■ **ARTICLE**
## begin

1. There really wouldn't be a need to synchronize parent and child or at least in the simple case its just a matter of waiting for the parent to finishing prior to starting the children.

2. Are the child kernel accessing shared data? If so, how are you ensuring coherent access ?

They are a lot of unknowns here and I would be somewhat willing to be this is an application synch issue, unless more details is provided to explain the use case.

0 Likes

cgrant78@netzero.com​  Yes, it's looking like you are right: some type of synch issue in my code.

0 Likes

I can now confirm that this was a problem with my code: corruption has disappeared now. 

Thanks.

0 Likes

Nope. Looks like a driver issue, still. Will work on reproducer

0 Likes

The problem only happens when I am running two 470s,

Single 470 never has this problem.

I have analysed my code very carefully - all seems to be correct.

Is there someone at AMD that I can PM with more details about my code ?

Thanks.

0 Likes

Hi Aaron,

I've sent a private message. Please check your inbox.

Regards,

0 Likes

Thanks a lot, Dipak. It will take me some time to isolate the code from my

main application.

0 Likes

Sure...take your time.

0 Likes

Also user events to start all commandqueues simultaneously, leaks, codexl says. For r7_240 and HD7870, same. Normal events between commands work flawlessly. I think either user event handling could have problem with windows-10 64 bit or codexl 2.2.733 has something to fix.

## end

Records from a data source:
## begin

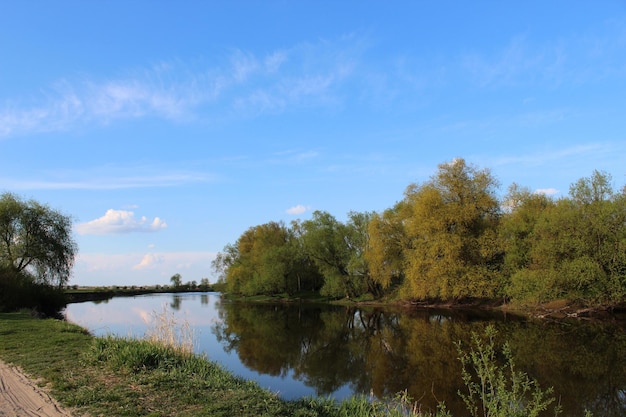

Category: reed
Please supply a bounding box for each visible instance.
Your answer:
[144,304,196,354]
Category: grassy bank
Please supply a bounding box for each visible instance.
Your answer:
[0,313,446,417]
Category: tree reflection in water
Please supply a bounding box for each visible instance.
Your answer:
[213,302,626,417]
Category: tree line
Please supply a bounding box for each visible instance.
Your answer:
[213,159,626,306]
[0,193,78,315]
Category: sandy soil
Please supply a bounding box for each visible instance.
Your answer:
[0,361,72,417]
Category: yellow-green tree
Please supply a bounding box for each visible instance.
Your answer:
[402,159,502,299]
[364,202,409,291]
[507,171,626,304]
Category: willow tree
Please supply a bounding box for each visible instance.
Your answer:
[302,211,375,298]
[403,159,502,299]
[0,193,78,287]
[511,171,626,304]
[213,222,293,295]
[365,202,410,291]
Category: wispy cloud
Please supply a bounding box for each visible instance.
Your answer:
[76,209,167,235]
[75,251,216,285]
[0,166,215,190]
[285,204,311,215]
[0,38,359,138]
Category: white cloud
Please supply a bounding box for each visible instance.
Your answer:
[76,209,167,235]
[285,204,310,215]
[0,167,213,190]
[133,253,164,270]
[71,251,216,285]
[535,188,560,195]
[0,38,361,138]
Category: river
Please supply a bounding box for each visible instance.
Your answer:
[65,293,626,417]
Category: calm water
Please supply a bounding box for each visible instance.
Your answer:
[66,293,626,417]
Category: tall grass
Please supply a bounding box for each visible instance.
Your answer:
[144,304,196,354]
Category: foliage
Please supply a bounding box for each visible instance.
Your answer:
[170,273,183,288]
[213,159,626,306]
[302,211,372,298]
[501,171,626,305]
[392,159,500,299]
[213,222,320,296]
[458,326,560,417]
[0,193,77,287]
[0,268,67,316]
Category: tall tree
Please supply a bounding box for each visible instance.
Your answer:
[0,193,78,287]
[365,201,410,291]
[403,159,502,299]
[302,211,369,298]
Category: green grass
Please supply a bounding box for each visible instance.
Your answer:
[0,313,447,417]
[0,311,564,417]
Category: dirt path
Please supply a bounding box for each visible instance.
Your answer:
[0,361,72,417]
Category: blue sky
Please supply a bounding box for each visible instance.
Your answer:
[0,0,626,285]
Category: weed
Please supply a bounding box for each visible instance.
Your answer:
[145,304,195,354]
[457,325,560,417]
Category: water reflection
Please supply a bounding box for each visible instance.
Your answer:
[68,294,626,417]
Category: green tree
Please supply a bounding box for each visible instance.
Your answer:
[0,193,78,287]
[504,171,626,305]
[213,222,297,295]
[302,211,370,298]
[365,202,410,291]
[403,159,502,299]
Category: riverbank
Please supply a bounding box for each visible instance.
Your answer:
[222,293,626,324]
[0,313,448,417]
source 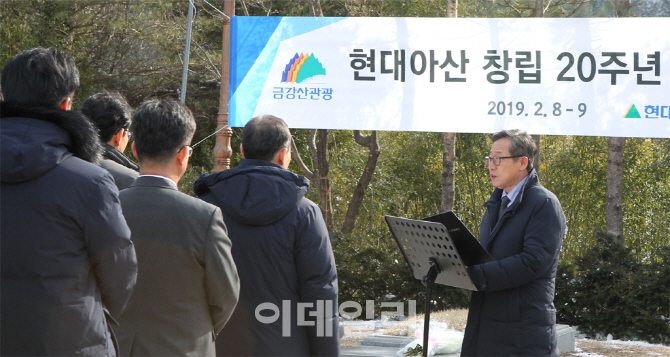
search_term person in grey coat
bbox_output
[461,130,566,357]
[194,115,339,357]
[115,99,239,357]
[81,91,140,191]
[0,48,137,356]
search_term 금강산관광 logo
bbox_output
[281,53,326,83]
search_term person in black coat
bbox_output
[0,48,137,356]
[194,115,340,356]
[461,130,566,357]
[81,91,140,191]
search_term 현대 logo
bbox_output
[281,53,326,83]
[623,104,641,118]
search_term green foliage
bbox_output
[331,228,470,316]
[555,233,670,344]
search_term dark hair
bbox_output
[132,99,195,163]
[242,115,291,161]
[81,91,132,143]
[2,48,79,108]
[491,129,537,172]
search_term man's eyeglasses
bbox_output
[177,145,193,157]
[484,155,526,166]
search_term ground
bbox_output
[341,310,670,357]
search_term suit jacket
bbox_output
[100,143,140,191]
[115,176,239,356]
[461,170,566,357]
[100,159,140,191]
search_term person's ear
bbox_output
[58,97,72,110]
[130,141,140,161]
[112,129,128,148]
[521,156,530,171]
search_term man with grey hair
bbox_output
[81,91,140,191]
[194,115,339,357]
[115,99,239,356]
[0,48,137,357]
[461,130,566,357]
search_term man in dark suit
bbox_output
[81,91,140,191]
[115,100,239,356]
[461,130,565,357]
[0,48,137,357]
[194,115,340,357]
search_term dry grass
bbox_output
[561,339,670,357]
[340,310,670,357]
[384,309,468,336]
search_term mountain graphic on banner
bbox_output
[281,53,326,83]
[623,104,641,118]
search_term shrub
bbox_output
[555,233,670,344]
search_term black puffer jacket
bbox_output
[0,102,137,356]
[461,170,565,357]
[194,159,339,356]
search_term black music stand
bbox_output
[384,211,494,357]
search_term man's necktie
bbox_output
[498,196,509,220]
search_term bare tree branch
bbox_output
[291,138,316,181]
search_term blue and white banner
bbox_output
[229,17,670,138]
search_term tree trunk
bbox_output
[605,0,640,245]
[440,0,458,212]
[531,135,542,175]
[605,137,625,245]
[531,0,544,175]
[441,133,456,212]
[316,129,333,234]
[342,130,380,234]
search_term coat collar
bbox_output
[129,175,178,191]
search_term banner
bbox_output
[229,17,670,138]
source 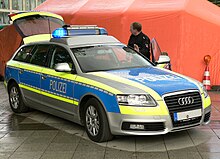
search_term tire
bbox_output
[8,83,29,113]
[83,98,113,142]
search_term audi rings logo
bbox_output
[178,97,194,106]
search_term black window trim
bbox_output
[48,44,76,70]
[12,45,36,63]
[26,43,51,68]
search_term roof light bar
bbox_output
[52,25,108,38]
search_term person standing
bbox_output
[128,22,150,59]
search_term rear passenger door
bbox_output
[15,45,49,106]
[41,45,77,115]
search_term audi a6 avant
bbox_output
[5,13,211,142]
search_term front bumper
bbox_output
[107,105,211,135]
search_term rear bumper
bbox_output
[107,106,211,135]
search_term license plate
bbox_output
[173,109,202,121]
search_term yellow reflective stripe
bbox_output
[19,84,79,106]
[8,64,119,94]
[23,34,51,44]
[90,72,162,101]
[202,94,212,109]
[18,84,41,94]
[75,76,122,94]
[119,101,169,116]
[41,91,74,104]
[11,12,63,21]
[4,81,7,87]
[42,68,76,81]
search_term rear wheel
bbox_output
[8,83,29,113]
[83,98,113,142]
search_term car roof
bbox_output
[50,35,121,48]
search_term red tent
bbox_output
[36,0,220,84]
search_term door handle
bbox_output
[41,75,47,80]
[19,69,24,74]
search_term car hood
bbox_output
[89,67,199,96]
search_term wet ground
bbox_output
[0,82,220,159]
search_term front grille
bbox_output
[122,122,165,131]
[204,112,211,123]
[164,92,202,127]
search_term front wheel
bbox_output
[84,98,113,142]
[8,83,29,113]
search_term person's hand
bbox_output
[134,44,139,52]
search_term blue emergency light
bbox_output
[52,25,108,38]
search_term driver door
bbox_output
[41,45,77,115]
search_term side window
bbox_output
[29,45,50,66]
[50,46,73,69]
[14,46,34,62]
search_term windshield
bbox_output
[14,15,64,38]
[72,45,151,72]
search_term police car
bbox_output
[5,23,211,142]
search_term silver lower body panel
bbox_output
[107,106,211,135]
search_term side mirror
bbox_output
[55,63,72,72]
[156,55,170,65]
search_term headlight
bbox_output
[199,83,208,98]
[117,94,157,107]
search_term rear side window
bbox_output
[14,46,34,62]
[50,46,74,69]
[29,45,50,66]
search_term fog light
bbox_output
[130,124,144,130]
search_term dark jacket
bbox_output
[128,32,150,59]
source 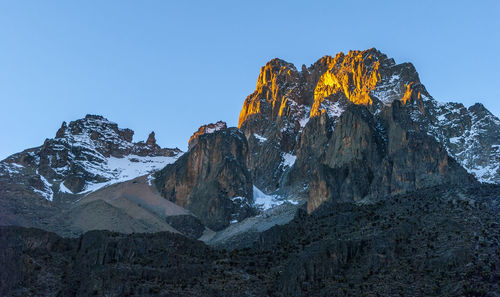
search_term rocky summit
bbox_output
[0,48,500,296]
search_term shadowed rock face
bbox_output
[0,185,500,297]
[238,49,500,191]
[156,123,253,230]
[290,103,474,212]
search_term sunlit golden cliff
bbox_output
[311,51,380,117]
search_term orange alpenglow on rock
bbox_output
[238,48,429,130]
[311,51,380,117]
[238,59,300,128]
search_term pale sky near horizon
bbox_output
[0,0,500,160]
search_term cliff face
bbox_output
[156,123,253,230]
[239,49,500,199]
[290,102,474,212]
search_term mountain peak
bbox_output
[146,131,156,146]
[188,121,227,150]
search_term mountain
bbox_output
[238,49,500,195]
[0,48,500,296]
[0,115,188,235]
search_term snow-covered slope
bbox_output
[0,115,182,201]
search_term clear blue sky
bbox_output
[0,0,500,159]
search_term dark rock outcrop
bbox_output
[156,123,253,230]
[239,48,500,192]
[290,102,474,212]
[0,185,500,297]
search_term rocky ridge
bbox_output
[155,122,254,230]
[238,49,500,197]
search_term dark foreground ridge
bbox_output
[0,185,500,296]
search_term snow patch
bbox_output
[281,153,297,167]
[253,133,267,143]
[253,186,299,211]
[59,182,73,194]
[78,154,181,194]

## end

■ **JOBS**
[a] Please repeat the forum thread on the kernel synchronization problem word for word, from "They are a lot" to "in my code.".
[b] Write the next part of the forum thread on the kernel synchronization problem, picking up after its final post.

■ **TASK RESPONSES**
[a]
They are a lot of unknowns here and I would be somewhat willing to be this is an application synch issue, unless more details is provided to explain the use case.

0 Likes

cgrant78@netzero.com​  Yes, it's looking like you are right: some type of synch issue in my code.

[b]
0 Likes

Could you please provide a reproducible test-case?

0 Likes

Yes, I also see problems with user events and CodeXL.

Even though my code runs fine, CodeXL lists errors for when I created the user events.

i.e. clCreateUserEvent returns 0x0000000000001234AED f

0 Likes

Also, when I run with GPU performance counters, my application does not run at all.

Using application timeline trace, it does.

0 Likes

Hi Aaron,

I can see your another post (Bug: CodeXL falsely reports that clCreateUserEvent does not succeed ) where you already reported the clCreateUserEvent  issue to the CodeXL team. Please report it once again if you still observe the same in the latest version of CodeXL.

FYI:

Now that CodeXL is part of the GPUOpen initiative, please report all the CodeXL related issues here: https://github.com/GPUOpen-Tools/CodeXL/issues

Regards,

0 Likes

Thanks, Dipak. I just now reported these issues.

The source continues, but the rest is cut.